#### Provided data:
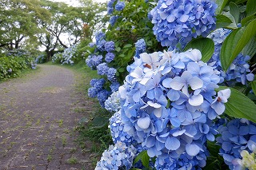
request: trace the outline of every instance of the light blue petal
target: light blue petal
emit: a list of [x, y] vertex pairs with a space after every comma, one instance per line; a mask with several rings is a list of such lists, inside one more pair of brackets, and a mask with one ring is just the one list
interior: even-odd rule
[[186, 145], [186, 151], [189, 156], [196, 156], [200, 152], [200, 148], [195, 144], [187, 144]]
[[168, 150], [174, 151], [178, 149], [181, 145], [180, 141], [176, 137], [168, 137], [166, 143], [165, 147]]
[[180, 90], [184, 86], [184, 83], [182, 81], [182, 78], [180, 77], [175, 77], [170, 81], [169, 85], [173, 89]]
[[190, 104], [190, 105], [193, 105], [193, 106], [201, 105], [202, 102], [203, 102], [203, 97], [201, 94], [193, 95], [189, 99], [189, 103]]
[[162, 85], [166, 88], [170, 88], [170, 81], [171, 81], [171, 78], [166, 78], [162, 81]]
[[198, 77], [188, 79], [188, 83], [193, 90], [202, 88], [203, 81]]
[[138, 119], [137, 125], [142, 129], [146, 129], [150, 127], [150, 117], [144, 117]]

==

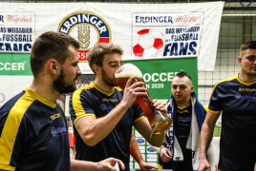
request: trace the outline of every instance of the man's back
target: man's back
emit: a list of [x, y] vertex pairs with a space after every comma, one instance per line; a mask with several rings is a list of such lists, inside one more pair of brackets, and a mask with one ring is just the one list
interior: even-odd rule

==

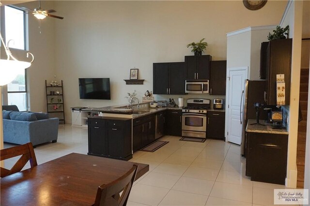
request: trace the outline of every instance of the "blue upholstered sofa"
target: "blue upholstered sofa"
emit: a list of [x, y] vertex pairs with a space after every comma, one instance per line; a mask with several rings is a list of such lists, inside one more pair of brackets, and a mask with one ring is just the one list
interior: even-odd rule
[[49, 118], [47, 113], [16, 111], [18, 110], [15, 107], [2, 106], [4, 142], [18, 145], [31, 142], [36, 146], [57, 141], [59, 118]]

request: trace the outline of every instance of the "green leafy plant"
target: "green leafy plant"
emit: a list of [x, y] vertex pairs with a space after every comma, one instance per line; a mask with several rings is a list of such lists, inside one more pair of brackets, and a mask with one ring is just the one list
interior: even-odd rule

#### Request:
Rewrite as a numbered list the lines from the one containing "request: trace the outline of every instance of the light" through the one containing "117], [144, 117]]", both included, skipping any blank lines.

#### Answer below:
1. request: trace the outline of every instance of the light blue petal
2. target: light blue petal
3. emit: a list of [x, y] vertex pairs with a space after every comma, one instance per line; a mask with several rings is a list of such lists, inside one more pair of brackets, and a mask with one ring is just the one list
4. interior: even-odd rule
5. [[186, 145], [186, 151], [189, 156], [196, 156], [200, 152], [200, 148], [195, 144], [187, 144]]
6. [[168, 150], [174, 151], [178, 149], [181, 145], [180, 141], [176, 137], [168, 137], [166, 143], [165, 147]]
7. [[180, 90], [184, 86], [184, 83], [182, 81], [182, 78], [180, 77], [175, 77], [170, 81], [169, 85], [173, 89]]
8. [[190, 104], [190, 105], [193, 105], [193, 106], [201, 105], [202, 102], [203, 102], [203, 97], [201, 94], [193, 95], [189, 99], [189, 103]]
9. [[162, 85], [166, 88], [170, 88], [170, 81], [171, 81], [171, 78], [166, 78], [162, 81]]
10. [[198, 77], [188, 79], [188, 83], [193, 90], [202, 88], [203, 81]]
11. [[138, 119], [137, 125], [142, 129], [146, 129], [150, 127], [150, 117], [144, 117]]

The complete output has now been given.